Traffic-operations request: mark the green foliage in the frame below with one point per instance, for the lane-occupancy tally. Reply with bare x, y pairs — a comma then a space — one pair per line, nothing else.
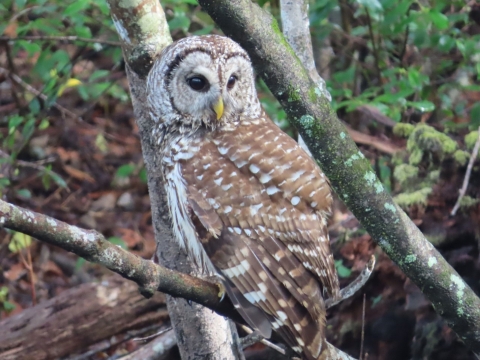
399, 56
470, 140
425, 139
342, 270
461, 157
403, 130
5, 305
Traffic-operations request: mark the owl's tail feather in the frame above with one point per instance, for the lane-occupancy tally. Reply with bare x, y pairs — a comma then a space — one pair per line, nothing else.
253, 316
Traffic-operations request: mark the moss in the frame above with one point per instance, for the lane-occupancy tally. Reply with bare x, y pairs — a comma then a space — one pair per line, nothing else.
425, 138
404, 173
434, 175
419, 197
471, 139
403, 130
312, 94
461, 157
277, 31
399, 157
416, 157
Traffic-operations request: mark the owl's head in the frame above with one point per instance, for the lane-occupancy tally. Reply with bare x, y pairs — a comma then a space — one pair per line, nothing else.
202, 81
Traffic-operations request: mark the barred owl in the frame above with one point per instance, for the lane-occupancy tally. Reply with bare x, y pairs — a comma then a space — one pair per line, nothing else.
246, 201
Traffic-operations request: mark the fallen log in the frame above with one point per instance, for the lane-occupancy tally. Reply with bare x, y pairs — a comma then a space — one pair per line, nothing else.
78, 318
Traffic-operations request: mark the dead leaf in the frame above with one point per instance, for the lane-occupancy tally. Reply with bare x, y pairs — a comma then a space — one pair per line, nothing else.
78, 174
15, 272
131, 237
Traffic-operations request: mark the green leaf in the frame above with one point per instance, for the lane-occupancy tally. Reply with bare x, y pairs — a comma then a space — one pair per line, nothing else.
75, 7
24, 193
20, 4
101, 143
79, 263
439, 20
44, 124
19, 241
423, 106
28, 129
117, 241
125, 170
475, 115
14, 122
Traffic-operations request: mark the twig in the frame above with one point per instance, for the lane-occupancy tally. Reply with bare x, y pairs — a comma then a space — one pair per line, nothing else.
466, 180
61, 38
363, 329
355, 285
255, 339
161, 332
374, 46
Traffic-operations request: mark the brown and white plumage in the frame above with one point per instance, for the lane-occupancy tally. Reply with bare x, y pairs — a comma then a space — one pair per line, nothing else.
245, 199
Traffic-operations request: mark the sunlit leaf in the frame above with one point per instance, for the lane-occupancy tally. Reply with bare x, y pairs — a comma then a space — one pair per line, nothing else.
342, 270
70, 83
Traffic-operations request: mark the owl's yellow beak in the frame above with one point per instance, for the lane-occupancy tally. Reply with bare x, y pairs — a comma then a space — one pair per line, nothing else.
218, 108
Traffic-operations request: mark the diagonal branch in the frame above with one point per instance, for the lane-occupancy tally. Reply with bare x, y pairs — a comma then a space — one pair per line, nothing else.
349, 171
93, 246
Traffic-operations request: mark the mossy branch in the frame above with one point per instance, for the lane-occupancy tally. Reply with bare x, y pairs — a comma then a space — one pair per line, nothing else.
92, 246
349, 172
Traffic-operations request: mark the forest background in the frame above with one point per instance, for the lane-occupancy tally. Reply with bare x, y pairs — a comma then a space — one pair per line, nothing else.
403, 75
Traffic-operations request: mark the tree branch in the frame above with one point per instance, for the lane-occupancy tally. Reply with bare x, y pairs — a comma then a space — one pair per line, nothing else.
143, 31
351, 175
92, 246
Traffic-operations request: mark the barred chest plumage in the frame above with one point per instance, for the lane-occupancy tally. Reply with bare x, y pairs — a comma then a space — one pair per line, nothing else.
245, 200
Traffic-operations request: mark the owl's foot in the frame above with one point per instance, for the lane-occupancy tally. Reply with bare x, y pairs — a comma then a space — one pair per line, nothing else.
218, 280
221, 290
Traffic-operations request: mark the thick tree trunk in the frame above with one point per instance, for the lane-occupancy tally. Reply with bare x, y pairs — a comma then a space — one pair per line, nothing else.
143, 29
77, 318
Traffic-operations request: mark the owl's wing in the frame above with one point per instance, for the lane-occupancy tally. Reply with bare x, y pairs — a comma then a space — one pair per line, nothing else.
272, 201
209, 226
296, 197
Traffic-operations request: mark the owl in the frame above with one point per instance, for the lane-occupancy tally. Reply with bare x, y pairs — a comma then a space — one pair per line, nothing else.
246, 201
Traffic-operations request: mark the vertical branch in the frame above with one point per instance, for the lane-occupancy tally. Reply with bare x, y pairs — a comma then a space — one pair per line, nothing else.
143, 30
296, 28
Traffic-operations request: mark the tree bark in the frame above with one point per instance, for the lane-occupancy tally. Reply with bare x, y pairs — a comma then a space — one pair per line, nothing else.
77, 318
201, 333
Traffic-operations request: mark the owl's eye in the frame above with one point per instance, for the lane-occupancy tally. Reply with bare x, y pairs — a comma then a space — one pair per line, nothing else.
231, 81
198, 83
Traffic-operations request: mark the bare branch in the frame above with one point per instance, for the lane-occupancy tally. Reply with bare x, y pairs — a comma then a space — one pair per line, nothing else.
463, 190
93, 247
61, 38
355, 285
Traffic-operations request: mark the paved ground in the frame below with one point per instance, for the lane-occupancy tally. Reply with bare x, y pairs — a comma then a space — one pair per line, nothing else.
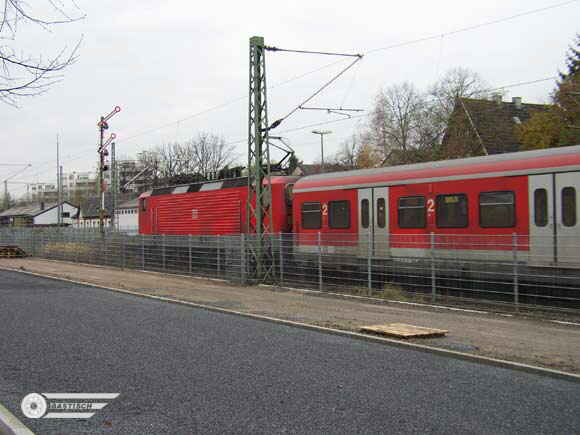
183, 370
512, 338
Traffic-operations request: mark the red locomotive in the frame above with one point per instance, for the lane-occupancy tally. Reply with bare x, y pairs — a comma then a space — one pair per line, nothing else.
530, 194
210, 208
475, 204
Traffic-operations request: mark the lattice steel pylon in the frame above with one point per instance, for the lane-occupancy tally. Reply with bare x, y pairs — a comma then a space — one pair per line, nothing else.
258, 214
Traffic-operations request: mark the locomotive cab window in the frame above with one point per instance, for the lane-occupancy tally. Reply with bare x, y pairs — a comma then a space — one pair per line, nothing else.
541, 207
497, 209
381, 213
339, 214
451, 211
411, 212
311, 216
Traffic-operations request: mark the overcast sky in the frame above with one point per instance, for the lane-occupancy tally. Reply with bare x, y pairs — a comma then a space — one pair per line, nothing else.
165, 61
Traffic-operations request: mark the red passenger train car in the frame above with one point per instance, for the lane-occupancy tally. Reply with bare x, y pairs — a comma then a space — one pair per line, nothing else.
475, 205
210, 208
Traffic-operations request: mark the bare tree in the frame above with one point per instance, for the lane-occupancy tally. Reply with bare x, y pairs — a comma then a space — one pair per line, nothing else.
210, 153
197, 159
25, 74
408, 126
395, 122
345, 157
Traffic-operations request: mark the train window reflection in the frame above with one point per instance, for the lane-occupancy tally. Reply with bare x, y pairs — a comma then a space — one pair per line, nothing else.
381, 213
497, 209
541, 207
569, 206
364, 213
339, 214
411, 212
451, 211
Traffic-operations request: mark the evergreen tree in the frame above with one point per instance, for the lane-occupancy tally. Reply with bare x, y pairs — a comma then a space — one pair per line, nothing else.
567, 97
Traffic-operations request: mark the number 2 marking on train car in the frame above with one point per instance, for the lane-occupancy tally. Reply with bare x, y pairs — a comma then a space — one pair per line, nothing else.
430, 206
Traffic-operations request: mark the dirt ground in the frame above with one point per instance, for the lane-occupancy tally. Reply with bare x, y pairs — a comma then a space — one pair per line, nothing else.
513, 338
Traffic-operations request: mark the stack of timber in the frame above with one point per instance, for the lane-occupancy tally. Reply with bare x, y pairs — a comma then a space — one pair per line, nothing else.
11, 251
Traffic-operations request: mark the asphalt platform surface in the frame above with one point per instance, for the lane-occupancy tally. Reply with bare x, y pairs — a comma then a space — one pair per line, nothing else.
183, 370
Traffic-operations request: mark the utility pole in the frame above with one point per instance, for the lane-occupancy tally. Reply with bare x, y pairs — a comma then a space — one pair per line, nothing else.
321, 133
114, 186
26, 166
102, 150
259, 187
58, 184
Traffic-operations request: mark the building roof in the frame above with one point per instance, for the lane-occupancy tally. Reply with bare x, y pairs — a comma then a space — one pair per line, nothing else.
131, 203
31, 210
312, 169
494, 121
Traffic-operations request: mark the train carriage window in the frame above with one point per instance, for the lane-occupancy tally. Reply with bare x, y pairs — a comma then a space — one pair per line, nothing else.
311, 216
451, 211
497, 209
339, 214
411, 212
541, 207
569, 206
381, 213
364, 213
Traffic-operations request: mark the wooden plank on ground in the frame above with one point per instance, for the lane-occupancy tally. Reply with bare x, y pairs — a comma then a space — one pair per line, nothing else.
402, 330
9, 251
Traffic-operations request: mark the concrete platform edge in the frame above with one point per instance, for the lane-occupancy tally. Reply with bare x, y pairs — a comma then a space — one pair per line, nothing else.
371, 338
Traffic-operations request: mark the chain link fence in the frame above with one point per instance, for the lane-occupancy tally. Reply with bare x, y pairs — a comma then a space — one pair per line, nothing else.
509, 270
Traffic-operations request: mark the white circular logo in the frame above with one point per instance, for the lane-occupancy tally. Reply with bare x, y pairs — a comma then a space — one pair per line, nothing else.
33, 405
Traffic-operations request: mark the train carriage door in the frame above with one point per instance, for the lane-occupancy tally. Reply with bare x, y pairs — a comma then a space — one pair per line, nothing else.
542, 230
567, 211
381, 222
365, 221
373, 218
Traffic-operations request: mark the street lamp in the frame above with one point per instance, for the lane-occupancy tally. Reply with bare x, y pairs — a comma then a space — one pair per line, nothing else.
321, 133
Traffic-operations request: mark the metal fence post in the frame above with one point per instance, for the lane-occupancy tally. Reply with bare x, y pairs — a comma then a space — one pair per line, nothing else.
515, 271
189, 253
281, 257
142, 251
319, 262
123, 248
433, 272
369, 263
243, 257
163, 250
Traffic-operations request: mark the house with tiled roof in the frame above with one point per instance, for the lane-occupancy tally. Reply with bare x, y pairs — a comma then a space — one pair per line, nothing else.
482, 127
38, 214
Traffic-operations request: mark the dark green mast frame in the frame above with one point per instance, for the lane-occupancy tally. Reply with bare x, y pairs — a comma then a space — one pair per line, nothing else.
259, 220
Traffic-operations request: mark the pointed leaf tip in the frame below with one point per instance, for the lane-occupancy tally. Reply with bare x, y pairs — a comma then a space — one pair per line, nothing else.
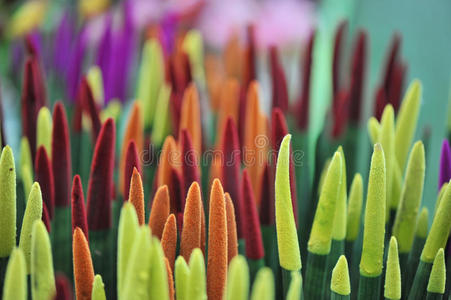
7, 202
393, 272
322, 227
340, 282
437, 278
287, 238
238, 279
374, 224
15, 284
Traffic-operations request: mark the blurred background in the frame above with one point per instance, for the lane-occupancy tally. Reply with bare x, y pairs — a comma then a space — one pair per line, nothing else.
67, 35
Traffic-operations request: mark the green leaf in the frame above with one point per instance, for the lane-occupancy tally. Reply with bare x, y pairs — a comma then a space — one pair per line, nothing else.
437, 279
127, 234
440, 228
197, 286
407, 121
161, 124
98, 289
15, 285
354, 208
387, 140
411, 195
136, 280
374, 224
393, 273
237, 279
33, 212
42, 277
321, 235
374, 129
7, 202
340, 282
287, 237
339, 227
151, 77
44, 130
422, 225
182, 273
295, 288
158, 286
263, 287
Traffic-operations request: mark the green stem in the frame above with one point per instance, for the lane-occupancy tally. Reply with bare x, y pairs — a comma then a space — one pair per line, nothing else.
3, 264
403, 264
101, 245
369, 288
254, 266
413, 261
335, 296
315, 277
336, 250
434, 296
420, 282
62, 240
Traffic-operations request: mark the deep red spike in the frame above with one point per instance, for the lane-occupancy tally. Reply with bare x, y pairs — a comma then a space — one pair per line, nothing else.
304, 100
78, 207
267, 213
89, 105
190, 167
357, 77
397, 85
336, 62
63, 287
101, 178
131, 161
391, 61
45, 217
381, 101
44, 175
251, 224
231, 170
340, 114
33, 97
61, 156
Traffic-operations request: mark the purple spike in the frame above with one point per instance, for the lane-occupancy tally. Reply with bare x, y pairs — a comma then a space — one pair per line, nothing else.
63, 42
75, 64
445, 164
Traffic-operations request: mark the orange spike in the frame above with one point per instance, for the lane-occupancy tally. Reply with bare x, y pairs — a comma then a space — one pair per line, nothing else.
134, 131
255, 142
203, 231
191, 232
83, 269
170, 280
159, 211
232, 239
229, 105
190, 117
137, 195
168, 160
169, 239
217, 243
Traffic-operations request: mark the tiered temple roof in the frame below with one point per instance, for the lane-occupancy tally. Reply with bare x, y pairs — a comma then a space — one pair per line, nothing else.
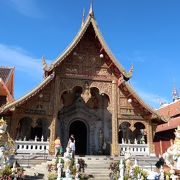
110, 60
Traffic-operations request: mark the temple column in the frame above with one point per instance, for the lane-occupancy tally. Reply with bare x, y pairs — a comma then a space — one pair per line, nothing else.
56, 100
150, 139
114, 146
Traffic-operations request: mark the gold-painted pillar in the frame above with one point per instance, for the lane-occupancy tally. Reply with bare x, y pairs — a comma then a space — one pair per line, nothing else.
56, 100
114, 146
151, 132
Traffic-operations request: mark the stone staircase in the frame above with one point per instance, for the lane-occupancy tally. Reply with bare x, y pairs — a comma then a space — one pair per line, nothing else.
97, 166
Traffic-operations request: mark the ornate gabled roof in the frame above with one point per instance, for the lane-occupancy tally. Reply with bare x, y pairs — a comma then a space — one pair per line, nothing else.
170, 110
91, 20
137, 100
4, 88
28, 95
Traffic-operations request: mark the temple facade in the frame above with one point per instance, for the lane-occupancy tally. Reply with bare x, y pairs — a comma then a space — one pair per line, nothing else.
85, 92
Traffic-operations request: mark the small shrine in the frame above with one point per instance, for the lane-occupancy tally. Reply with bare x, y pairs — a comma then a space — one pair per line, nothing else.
172, 155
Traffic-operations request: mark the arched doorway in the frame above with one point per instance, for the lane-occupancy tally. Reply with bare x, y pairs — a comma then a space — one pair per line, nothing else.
79, 130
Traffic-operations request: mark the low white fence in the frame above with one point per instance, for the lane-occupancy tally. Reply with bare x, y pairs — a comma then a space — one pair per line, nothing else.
134, 149
32, 147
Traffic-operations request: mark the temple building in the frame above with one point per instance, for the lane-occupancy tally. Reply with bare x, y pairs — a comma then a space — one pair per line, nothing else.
85, 92
6, 85
165, 136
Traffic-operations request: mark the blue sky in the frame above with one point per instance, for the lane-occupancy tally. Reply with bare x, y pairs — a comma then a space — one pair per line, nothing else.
145, 33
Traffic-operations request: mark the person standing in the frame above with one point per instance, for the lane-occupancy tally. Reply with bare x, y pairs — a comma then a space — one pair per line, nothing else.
72, 146
57, 145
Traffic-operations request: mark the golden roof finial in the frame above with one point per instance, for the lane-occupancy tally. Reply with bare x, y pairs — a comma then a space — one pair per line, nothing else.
91, 12
83, 18
2, 121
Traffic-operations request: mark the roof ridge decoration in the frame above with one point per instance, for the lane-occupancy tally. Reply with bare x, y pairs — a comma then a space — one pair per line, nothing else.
83, 18
91, 20
33, 92
91, 12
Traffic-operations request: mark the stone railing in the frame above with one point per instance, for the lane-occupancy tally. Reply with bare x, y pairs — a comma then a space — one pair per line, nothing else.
134, 149
32, 147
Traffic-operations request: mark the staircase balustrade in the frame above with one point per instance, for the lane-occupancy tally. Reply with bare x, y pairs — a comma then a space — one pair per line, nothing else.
32, 146
134, 149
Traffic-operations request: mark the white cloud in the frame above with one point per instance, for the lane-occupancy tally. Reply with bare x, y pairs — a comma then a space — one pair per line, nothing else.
20, 59
26, 7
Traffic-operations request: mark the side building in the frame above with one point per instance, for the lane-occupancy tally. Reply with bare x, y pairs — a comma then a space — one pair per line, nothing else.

**EXERCISE DESCRIPTION:** Set down the items above exactly, from the line containing "Traffic-operations request: mark the stone railing" through the end of the items, inclusive.

**FINAL ANSWER:**
Traffic-operations request: mark the stone railing in the frame above with one point per instance, for the lane-occupancy tally. Reply with bare x, y pairs — a comma then a space — one pair per line, nothing else.
134, 149
32, 147
Traffic-operations request: mark the staircase balustrade in the frame above with one point per instance, for the lane-occupancy tally. Reply with bare x, y pairs — a comma then a space — one pair per line, nothing else.
32, 146
134, 149
Traffic-operations request: mark the white cloud in the frame above with one point per instance, for the lane-occupancy tally. Reply with bare x, y pairs — a comma then a space — one pair per line, nothing else.
20, 59
26, 7
Traffic-operations request: mark the side building in the frame above with one point per instance, for the lane-occupancy tally. Reply with bare x, y pairs — a comma then a space — one pair per line, nothing else.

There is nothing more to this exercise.